Point annotation dataset records:
************
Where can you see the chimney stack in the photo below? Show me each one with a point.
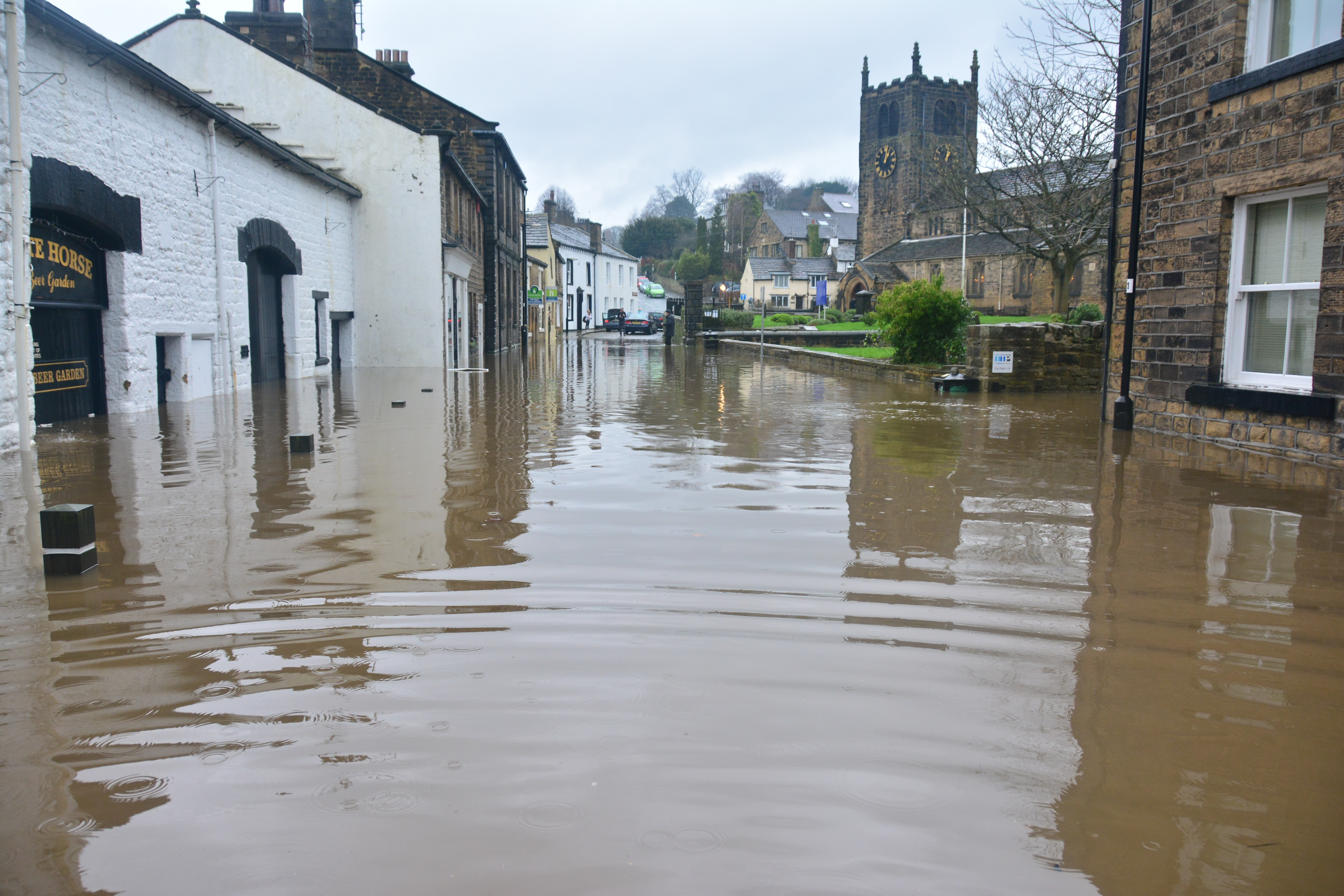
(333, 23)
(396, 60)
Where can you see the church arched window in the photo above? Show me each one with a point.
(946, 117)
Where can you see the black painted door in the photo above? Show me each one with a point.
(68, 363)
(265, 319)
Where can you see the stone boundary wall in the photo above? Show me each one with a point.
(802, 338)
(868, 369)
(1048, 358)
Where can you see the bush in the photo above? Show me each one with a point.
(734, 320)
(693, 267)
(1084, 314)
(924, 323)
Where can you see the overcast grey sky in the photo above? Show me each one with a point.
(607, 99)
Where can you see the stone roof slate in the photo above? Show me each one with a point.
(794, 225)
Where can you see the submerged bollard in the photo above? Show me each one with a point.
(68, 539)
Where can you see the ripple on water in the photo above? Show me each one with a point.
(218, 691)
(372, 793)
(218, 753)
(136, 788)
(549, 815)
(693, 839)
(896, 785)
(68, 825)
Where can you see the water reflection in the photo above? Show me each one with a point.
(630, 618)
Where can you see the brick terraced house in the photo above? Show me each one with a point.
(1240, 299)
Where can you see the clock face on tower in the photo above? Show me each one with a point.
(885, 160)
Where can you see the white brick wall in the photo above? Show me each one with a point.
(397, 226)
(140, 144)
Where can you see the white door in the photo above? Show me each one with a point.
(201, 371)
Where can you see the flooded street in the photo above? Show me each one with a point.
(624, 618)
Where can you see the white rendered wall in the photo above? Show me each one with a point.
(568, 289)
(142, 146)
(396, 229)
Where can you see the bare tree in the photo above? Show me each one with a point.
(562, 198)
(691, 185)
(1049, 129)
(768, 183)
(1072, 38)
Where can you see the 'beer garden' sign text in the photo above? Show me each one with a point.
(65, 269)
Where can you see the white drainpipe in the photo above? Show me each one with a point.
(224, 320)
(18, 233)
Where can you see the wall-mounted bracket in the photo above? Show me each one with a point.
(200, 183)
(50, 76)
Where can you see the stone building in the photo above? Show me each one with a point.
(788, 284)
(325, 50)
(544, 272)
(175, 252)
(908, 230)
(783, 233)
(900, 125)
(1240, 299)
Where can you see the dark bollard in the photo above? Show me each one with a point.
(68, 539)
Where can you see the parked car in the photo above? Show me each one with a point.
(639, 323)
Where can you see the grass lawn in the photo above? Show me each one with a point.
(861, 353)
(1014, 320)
************
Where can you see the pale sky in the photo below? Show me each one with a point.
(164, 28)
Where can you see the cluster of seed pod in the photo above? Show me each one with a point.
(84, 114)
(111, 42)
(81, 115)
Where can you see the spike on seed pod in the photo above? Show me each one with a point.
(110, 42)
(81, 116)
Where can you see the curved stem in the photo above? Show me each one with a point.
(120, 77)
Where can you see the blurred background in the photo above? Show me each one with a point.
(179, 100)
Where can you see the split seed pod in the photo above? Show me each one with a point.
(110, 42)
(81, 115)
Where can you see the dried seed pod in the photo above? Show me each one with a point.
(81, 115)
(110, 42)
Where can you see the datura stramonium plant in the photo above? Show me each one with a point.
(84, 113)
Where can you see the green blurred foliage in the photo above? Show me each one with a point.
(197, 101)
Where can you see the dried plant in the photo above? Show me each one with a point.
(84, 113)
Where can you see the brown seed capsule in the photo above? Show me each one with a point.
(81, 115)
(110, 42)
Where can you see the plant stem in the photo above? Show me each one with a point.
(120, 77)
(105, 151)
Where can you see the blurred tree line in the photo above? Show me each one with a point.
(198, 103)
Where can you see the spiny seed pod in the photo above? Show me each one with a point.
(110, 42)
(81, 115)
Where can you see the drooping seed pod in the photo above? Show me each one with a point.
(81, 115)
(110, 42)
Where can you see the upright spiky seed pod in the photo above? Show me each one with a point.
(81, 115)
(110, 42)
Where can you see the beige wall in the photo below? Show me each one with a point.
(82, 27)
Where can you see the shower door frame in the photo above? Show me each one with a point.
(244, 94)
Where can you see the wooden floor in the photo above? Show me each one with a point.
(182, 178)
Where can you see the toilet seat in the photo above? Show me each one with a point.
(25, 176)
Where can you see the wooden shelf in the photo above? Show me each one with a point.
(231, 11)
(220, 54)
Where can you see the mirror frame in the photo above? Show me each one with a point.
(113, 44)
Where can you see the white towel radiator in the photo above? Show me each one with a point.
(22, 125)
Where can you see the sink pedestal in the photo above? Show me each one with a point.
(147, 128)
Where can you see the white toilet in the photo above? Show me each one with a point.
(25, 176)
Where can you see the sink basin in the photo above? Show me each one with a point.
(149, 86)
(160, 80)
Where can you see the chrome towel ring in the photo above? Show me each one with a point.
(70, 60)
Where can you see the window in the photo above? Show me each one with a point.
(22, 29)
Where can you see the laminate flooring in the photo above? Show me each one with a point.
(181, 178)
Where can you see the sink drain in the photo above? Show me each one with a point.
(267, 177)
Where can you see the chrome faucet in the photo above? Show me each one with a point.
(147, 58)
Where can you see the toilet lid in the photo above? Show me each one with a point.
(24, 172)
************
• **DO THIS**
How many lines of the material contain the word "dried"? Give only the number.

• **OUTPUT OF THE TASK**
2